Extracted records

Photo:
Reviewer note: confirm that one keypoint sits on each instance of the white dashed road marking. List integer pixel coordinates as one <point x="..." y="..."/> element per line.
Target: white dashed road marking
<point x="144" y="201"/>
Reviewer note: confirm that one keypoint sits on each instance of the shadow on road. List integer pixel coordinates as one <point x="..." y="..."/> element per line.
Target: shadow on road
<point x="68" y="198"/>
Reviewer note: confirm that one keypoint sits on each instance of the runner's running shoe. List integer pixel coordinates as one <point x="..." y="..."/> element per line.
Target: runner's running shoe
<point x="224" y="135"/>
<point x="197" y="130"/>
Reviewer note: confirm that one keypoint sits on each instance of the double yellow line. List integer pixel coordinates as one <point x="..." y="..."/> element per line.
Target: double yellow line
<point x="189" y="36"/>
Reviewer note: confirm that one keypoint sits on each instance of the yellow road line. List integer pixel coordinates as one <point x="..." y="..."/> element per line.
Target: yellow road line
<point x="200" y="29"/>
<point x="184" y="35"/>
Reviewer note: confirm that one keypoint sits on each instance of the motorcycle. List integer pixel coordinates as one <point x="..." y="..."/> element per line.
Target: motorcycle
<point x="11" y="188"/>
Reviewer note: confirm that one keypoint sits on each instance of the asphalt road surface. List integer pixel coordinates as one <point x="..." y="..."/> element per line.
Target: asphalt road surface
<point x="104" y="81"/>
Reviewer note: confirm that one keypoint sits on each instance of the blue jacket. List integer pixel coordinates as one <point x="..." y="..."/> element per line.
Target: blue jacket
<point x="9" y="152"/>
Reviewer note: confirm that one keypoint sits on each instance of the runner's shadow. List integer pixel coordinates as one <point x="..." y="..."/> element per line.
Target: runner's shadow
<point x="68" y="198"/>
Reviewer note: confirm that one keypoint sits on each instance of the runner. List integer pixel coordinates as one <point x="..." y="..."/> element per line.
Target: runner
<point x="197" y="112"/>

*What is needed*
Give the lines from the one containing "the runner's running" through the end of the entries again, exactly as written and with no other lines.

*Complete output*
Reviewer note: confirm that one keypoint sits on each instance of the runner's running shoe. List integer pixel coordinates as one <point x="..." y="..."/> element per line.
Target: runner's running shoe
<point x="224" y="135"/>
<point x="197" y="130"/>
Reviewer note: confirm that one keypoint sits on each instance of the double yellow line. List integer pixel coordinates as one <point x="..." y="..."/> element per line.
Target: double yellow line
<point x="189" y="36"/>
Reviewer note: confirm that one keypoint sits on each instance of the yellow road line. List integer pixel coordinates as one <point x="..." y="..."/> element per line.
Target: yellow road line
<point x="200" y="29"/>
<point x="184" y="35"/>
Reviewer note: confirm that one keypoint sits on each instance of the motorcycle. List integer pixel coordinates as one <point x="..." y="..."/> element per line.
Target: motorcycle
<point x="11" y="188"/>
Reviewer note: confirm that one keypoint sits on each instance of the asphalt road surface. List integer pixel coordinates as one <point x="..." y="..."/> element per line.
Target: asphalt road surface
<point x="104" y="81"/>
Reviewer note: confirm that one keypoint sits on each instance of the blue jacket. List integer pixel coordinates as one <point x="..." y="..."/> element per line.
Target: blue jacket
<point x="9" y="152"/>
Reviewer note: confirm that one keypoint sits on each instance of the runner's shadow. List integer pixel coordinates as one <point x="..." y="..."/> element per line.
Target: runner's shadow
<point x="68" y="198"/>
Reviewer note: confirm that one keypoint sits on each instance of the runner. List integer pixel coordinates as one <point x="..." y="..."/> element per line.
Target: runner
<point x="197" y="112"/>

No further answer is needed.